━━━━━ GIVEN RECORDS ━━━━━

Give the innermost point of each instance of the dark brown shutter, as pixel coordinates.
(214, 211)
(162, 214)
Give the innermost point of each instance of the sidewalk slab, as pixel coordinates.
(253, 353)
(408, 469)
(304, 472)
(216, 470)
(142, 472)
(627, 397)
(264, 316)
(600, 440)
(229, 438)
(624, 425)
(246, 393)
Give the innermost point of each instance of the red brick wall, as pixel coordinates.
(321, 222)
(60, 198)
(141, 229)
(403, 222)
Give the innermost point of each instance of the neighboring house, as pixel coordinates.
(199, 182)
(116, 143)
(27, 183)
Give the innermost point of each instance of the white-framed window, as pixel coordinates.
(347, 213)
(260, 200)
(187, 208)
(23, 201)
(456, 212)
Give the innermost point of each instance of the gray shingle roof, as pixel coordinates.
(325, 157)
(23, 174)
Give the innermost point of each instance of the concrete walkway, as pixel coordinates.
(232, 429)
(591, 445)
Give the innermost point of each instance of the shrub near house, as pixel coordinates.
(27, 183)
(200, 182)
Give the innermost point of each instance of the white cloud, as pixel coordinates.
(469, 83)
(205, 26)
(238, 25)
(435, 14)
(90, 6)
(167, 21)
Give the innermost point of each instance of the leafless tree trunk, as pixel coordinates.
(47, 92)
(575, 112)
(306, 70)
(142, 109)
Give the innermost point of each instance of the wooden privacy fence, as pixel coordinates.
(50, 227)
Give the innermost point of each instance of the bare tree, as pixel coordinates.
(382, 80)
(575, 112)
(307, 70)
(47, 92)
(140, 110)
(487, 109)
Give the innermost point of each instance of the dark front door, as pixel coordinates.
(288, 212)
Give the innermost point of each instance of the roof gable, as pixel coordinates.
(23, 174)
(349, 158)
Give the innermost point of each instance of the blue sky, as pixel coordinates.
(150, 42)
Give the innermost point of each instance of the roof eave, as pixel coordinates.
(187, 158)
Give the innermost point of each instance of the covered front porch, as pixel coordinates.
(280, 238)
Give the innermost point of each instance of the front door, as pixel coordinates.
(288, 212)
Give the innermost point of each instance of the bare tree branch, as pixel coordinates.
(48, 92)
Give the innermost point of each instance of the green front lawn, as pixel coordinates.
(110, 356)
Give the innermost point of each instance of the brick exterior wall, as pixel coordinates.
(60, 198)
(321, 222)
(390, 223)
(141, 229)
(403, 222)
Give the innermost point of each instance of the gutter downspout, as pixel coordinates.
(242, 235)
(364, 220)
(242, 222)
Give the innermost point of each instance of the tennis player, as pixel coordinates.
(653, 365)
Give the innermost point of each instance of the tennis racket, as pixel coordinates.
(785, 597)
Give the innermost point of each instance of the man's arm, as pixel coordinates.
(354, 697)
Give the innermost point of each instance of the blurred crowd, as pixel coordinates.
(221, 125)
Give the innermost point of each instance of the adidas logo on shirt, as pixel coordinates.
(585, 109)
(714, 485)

━━━━━
━━━━━ GIVEN RECORDS ━━━━━

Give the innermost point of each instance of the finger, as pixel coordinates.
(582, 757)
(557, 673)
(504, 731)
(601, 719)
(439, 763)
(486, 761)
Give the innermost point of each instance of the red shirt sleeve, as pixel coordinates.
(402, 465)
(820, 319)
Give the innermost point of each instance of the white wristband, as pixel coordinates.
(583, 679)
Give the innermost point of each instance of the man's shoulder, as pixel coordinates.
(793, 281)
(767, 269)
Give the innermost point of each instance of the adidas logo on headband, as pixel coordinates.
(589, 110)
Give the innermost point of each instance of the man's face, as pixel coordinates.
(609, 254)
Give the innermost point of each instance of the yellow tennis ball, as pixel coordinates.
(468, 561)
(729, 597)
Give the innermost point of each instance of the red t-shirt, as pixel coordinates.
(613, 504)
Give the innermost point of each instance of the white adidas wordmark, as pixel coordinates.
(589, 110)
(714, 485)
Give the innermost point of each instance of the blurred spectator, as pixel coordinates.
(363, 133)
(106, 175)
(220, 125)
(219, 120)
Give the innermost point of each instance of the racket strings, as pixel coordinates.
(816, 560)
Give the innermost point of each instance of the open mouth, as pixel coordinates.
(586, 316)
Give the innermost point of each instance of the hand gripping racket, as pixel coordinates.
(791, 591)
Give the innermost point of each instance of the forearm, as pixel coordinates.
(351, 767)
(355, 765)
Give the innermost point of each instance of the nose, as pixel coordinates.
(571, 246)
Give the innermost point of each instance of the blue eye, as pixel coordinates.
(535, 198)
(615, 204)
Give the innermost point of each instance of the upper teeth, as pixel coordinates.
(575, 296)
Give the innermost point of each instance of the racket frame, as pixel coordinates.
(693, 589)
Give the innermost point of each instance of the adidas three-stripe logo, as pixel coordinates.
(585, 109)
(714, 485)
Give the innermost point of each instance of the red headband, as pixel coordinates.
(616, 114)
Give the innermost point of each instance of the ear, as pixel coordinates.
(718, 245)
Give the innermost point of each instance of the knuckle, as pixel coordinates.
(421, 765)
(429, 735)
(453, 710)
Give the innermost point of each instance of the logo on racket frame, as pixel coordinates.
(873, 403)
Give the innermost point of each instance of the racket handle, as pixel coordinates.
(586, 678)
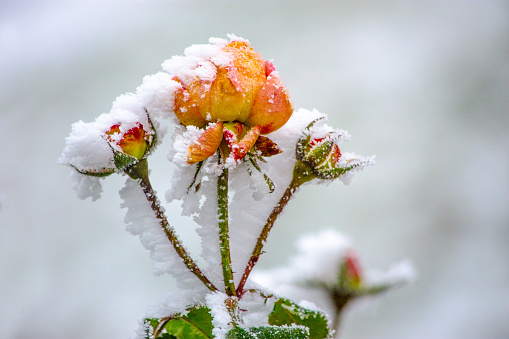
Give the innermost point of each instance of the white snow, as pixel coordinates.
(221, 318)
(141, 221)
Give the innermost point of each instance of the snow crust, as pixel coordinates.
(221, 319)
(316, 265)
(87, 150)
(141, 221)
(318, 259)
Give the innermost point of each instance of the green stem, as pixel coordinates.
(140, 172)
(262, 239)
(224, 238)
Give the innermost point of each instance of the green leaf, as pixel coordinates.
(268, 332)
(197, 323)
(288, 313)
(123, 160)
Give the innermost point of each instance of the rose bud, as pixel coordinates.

━━━━━

• [WHAT THIS TASK INVOLVES]
Since the pictures are not part of the copy, please transcribe only the lines above from the one with "eye, as pixel coordinates." through the one with "Give the innermost point of each instance of the rose", exactly and with both ends.

• [WRITTEN SOLUTION]
Give the innermost point of each instance of the blue eye, as pixel coordinates.
(535, 198)
(615, 204)
Give the innermost point of each instance of the upper teeth, as pixel coordinates.
(575, 296)
Give the innermost point of each instance of the racket frame, as pixel coordinates.
(693, 589)
Give the innermost point of each instance of the adidas three-stripe logo, as pixel coordinates.
(585, 109)
(714, 485)
Give the innermost point of each instance of the red headband, as pixel coordinates.
(616, 114)
Give the innermost point of each instance of the ear, as pixel coordinates.
(718, 245)
Give the innermost point of each instance of the knuckle, as pixel coordinates.
(421, 765)
(429, 735)
(453, 710)
Give the innermost point of each instance of the logo on racket frame, as pixel coordinates.
(873, 403)
Give the innermost point of each instance of the racket handle, as pixel coordinates.
(586, 678)
Give the innermost point of each instance of the white snow, as pixel coordinates.
(221, 318)
(141, 221)
Give the innermost point of each instance of the snow crust, as pixel coordinates.
(221, 319)
(316, 265)
(87, 150)
(141, 221)
(318, 259)
Give the innermost point of each instance of the green stem, as pixel coordinates.
(140, 172)
(262, 239)
(224, 238)
Give the innermost point of each instance of the green leaf, as pixel coordinates.
(268, 332)
(197, 323)
(288, 313)
(123, 160)
Give the innermost point of each instance of the rose bud, as pixel coordinates.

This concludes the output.